* Begin DATA ROWS *

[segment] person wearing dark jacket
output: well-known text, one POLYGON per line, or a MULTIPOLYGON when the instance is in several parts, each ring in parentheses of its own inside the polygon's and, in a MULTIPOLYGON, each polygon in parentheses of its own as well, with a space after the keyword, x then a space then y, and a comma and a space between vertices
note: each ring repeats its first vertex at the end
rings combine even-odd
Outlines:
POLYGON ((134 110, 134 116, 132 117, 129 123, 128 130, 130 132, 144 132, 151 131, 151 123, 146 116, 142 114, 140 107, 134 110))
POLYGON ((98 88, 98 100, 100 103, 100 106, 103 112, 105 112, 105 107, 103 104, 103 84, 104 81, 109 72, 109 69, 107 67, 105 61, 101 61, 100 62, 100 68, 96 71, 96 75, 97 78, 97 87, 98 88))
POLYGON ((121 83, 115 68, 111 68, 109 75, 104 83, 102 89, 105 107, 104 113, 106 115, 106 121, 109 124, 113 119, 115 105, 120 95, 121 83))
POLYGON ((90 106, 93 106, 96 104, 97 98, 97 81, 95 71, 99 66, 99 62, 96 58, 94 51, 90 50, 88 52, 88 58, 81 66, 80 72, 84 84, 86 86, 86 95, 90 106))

* End DATA ROWS *
* Begin DATA ROWS *

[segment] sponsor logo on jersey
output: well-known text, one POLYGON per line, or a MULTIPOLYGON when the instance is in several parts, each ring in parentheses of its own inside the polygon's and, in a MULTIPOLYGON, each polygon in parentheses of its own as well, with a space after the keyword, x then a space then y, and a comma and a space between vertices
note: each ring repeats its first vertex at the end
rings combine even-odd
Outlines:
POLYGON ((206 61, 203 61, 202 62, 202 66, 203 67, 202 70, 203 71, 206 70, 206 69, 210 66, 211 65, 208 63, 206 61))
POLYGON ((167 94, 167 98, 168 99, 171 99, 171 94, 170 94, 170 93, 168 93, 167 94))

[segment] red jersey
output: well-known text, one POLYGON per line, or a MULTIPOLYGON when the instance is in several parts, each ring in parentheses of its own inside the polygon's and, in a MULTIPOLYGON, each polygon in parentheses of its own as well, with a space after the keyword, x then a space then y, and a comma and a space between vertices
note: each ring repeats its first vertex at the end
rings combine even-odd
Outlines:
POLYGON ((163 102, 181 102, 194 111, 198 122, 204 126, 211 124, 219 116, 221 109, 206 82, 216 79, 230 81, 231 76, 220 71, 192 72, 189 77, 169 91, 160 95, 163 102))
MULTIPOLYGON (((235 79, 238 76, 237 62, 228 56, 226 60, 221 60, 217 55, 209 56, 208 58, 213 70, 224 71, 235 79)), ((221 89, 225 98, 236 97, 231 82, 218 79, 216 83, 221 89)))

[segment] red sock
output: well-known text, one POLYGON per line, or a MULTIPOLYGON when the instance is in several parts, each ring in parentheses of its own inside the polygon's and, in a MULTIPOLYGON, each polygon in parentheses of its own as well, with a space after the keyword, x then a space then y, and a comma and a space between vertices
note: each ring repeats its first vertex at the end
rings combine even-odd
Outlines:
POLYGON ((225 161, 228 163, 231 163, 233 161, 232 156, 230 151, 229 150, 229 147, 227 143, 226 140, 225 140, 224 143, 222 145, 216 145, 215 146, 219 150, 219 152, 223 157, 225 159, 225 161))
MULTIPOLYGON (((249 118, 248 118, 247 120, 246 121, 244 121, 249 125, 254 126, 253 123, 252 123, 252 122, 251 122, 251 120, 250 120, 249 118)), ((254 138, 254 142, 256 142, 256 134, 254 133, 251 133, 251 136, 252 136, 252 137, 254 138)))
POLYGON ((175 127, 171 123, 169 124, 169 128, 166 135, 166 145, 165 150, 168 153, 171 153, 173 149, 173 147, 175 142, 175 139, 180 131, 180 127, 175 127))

* End DATA ROWS *
* Begin DATA ROWS *

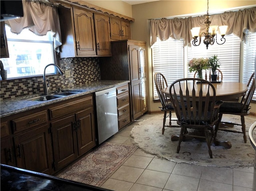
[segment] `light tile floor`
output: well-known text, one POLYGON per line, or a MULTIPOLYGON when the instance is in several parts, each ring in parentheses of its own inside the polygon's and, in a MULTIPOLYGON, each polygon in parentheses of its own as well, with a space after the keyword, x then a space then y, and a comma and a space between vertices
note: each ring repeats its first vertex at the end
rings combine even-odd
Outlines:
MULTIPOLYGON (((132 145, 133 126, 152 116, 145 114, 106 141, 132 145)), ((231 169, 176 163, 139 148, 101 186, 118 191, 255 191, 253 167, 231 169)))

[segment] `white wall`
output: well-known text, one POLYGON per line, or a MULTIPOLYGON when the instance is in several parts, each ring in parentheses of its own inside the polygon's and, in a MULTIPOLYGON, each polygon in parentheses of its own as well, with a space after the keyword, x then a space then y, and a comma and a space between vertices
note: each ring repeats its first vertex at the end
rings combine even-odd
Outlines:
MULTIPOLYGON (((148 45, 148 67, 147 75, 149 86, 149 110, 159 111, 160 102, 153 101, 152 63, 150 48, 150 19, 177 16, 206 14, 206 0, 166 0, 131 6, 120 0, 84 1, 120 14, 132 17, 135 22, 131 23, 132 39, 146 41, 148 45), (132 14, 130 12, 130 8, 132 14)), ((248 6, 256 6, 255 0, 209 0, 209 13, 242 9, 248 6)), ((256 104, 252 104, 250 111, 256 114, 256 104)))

* End DATA ROWS *

▸ AIM OF THE EXERCISE
Update the lines between the one holding "[segment] person wearing dark jacket" and the one holding "POLYGON ((90 106, 93", inclusive, replacing "dark jacket" with "black coat" and leaving everything else as it is.

▸ FULL ANSWER
[segment] person wearing black coat
output: well-known text, one POLYGON per line, or a MULTIPOLYGON when the instance is in several parts, each ring in parentheses of its own inside the polygon's and, in a MULTIPOLYGON, each polygon in parentheses of its own as well, with a space after the keyword, x then a space then y, and a comma and a space between vertices
note: each ring repeats its first vertex at the end
rings combine even-odd
Outlines:
POLYGON ((134 110, 134 116, 132 117, 129 123, 128 130, 130 132, 144 132, 151 131, 151 123, 146 116, 142 114, 140 107, 134 110))
POLYGON ((98 88, 98 100, 100 103, 100 106, 103 112, 105 112, 105 107, 103 104, 103 84, 104 81, 109 72, 109 69, 107 67, 105 61, 101 61, 100 62, 100 68, 96 71, 96 75, 97 78, 97 87, 98 88))
POLYGON ((121 83, 115 68, 111 68, 109 75, 104 83, 102 89, 105 107, 104 113, 106 115, 106 121, 109 124, 113 119, 115 105, 120 95, 121 83))
POLYGON ((90 106, 93 106, 96 104, 97 98, 97 81, 95 71, 99 66, 99 62, 96 58, 94 51, 90 50, 88 52, 88 58, 81 66, 80 72, 84 84, 86 86, 86 95, 90 106))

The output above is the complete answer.